STATED TASK 1 - According to the article on the Chiefs-Rams game, what was the over/under for that game?

PROVIDED TEXT -
────────────────────────────────────────

Now more than ever before, entertaining football is entertaining football.
The Chiefs and Rams played the best game of pretty much any NFL season on Monday. Los Angeles’ 54-51 win was a dramatic exhibition of offenses, packed with amazing moments in primetime.
It was also a lot like a college game.
Sometimes, people say any game with lots of points scored is a “college” game. It goes deeper than that, but sure, that’s a starting point.
For years and years, the college game has had more points. The NFL’s 24.2 points per team game so far in 2018 would be the most ever, but college has long been north of that. The average scoring total for FBS teams per game has been between 26 and 29 every year from 2007 onward and is at 28.9 this year.
The average college play gets more yardage than the average NFL play, but not by much — usually by 0.2 or 0.3 yards. This year, college is at 5.8 to the NFL’s 5.7.
But college teams play with a lot more pace. All but one year since 2005, according to data from SB Nation’s Bill Connelly, the average FBS team has run between 67 and 72 plays per game. NFL teams have run between 62 and 65 each year in that span. That’s what gives so many college games the track-meet feel Chiefs-Rams had.
So the NFL’s been moving in this direction, steadily. The Rams and Chiefs took that into overdrive with a night of high-volume, precision passing.
It’s not like that took the NFL by immediate surprise. The over/under was 63.5 points, the highest in the history of the league.

────────────────────────────────────────

RECORDS SUPPLIED -

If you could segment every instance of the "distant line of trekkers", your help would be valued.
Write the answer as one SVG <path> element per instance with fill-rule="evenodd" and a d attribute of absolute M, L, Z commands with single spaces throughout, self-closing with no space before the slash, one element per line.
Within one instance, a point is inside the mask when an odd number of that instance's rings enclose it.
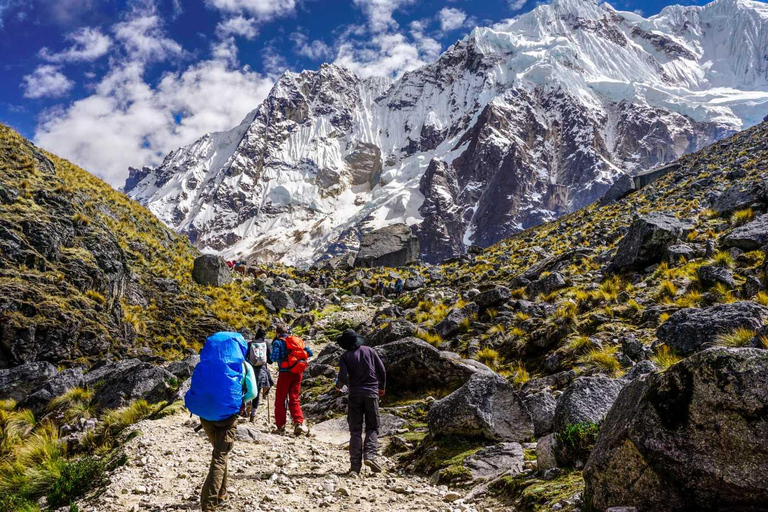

────────────────────────────────────────

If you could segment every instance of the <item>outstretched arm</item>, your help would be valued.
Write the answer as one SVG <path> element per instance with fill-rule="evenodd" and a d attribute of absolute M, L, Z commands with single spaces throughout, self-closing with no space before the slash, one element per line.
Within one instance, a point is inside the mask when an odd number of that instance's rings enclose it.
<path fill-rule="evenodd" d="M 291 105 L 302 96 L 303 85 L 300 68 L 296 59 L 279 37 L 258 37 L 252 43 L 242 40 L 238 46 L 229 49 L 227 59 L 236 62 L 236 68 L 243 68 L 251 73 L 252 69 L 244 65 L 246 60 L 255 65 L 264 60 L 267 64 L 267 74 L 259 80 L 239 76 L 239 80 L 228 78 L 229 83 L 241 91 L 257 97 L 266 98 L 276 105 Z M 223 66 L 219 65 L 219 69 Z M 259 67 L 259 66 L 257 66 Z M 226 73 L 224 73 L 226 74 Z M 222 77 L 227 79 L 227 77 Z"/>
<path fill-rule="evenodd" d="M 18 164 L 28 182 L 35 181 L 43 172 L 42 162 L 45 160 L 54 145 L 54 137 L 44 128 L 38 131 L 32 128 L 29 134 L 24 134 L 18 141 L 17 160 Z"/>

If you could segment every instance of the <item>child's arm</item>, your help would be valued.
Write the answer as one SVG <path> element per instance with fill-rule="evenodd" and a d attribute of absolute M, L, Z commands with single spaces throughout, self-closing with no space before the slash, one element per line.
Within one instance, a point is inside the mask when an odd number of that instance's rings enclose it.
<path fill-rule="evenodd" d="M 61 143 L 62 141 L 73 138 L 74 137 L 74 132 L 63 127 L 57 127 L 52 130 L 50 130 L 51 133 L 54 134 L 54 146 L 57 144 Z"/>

────────────────────────────────────────

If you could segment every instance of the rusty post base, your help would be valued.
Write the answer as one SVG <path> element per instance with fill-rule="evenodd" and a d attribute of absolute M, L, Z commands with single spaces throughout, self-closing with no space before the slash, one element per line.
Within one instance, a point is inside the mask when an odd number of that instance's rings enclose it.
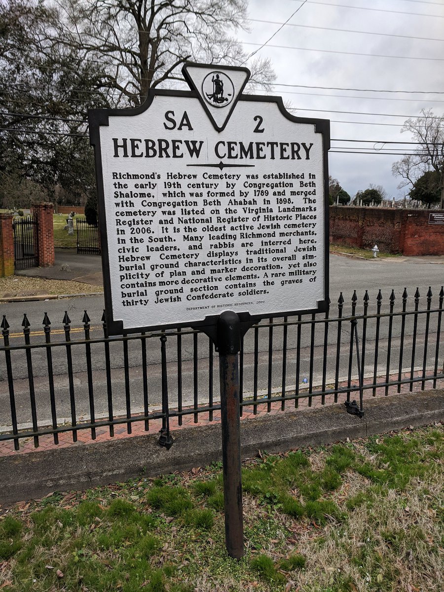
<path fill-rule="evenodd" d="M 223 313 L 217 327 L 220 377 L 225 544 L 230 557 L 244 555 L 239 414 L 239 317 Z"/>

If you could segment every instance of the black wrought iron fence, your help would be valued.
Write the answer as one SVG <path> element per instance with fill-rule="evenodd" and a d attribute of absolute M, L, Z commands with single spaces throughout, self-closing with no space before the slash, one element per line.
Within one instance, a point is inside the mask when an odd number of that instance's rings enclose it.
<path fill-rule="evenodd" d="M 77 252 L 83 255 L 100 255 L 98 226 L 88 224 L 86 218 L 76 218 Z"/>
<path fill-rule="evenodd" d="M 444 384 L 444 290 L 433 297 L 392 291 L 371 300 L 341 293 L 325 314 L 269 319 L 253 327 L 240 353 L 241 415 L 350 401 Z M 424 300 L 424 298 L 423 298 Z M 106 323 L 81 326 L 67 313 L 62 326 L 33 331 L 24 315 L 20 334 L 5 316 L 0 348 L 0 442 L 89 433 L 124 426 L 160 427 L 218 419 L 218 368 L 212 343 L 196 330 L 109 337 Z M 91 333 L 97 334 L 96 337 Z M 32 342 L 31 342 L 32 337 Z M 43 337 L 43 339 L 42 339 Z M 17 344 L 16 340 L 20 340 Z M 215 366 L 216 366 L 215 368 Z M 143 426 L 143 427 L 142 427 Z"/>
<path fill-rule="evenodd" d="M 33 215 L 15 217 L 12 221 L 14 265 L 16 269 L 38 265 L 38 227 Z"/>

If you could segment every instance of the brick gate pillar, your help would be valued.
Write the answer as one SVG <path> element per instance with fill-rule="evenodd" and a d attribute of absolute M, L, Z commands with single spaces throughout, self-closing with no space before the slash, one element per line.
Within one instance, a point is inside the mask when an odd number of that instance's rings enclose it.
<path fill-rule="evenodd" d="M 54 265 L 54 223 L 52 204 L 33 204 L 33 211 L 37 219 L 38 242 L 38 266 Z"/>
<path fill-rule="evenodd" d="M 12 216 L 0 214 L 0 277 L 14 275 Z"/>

────────────────────────────────────────

STATED TASK 2 - Switch "child's arm" to "child's hand" in the rows, from the line with "If you could segment every instance of the <item>child's" up to and including the line with "61 143 L 62", and give back only those lines with everything else unchanged.

PROBLEM SOLUTION 1 - 63.5 points, the highest in the history of the league.

PROBLEM SOLUTION 2 -
If you could segment every instance of the <item>child's hand</item>, your help would be valued.
Write the answer as one SVG <path> element per instance with fill-rule="evenodd" and a d attribute of absolute M, L, Z commands with single spaces throughout, self-closing with no space before the slash, one element per line.
Within one instance, a point is inside the mask when an odd number of that instance's rings enclose it.
<path fill-rule="evenodd" d="M 61 143 L 62 141 L 73 138 L 74 137 L 74 132 L 63 127 L 57 127 L 52 130 L 50 130 L 51 133 L 54 134 L 54 146 L 57 144 Z"/>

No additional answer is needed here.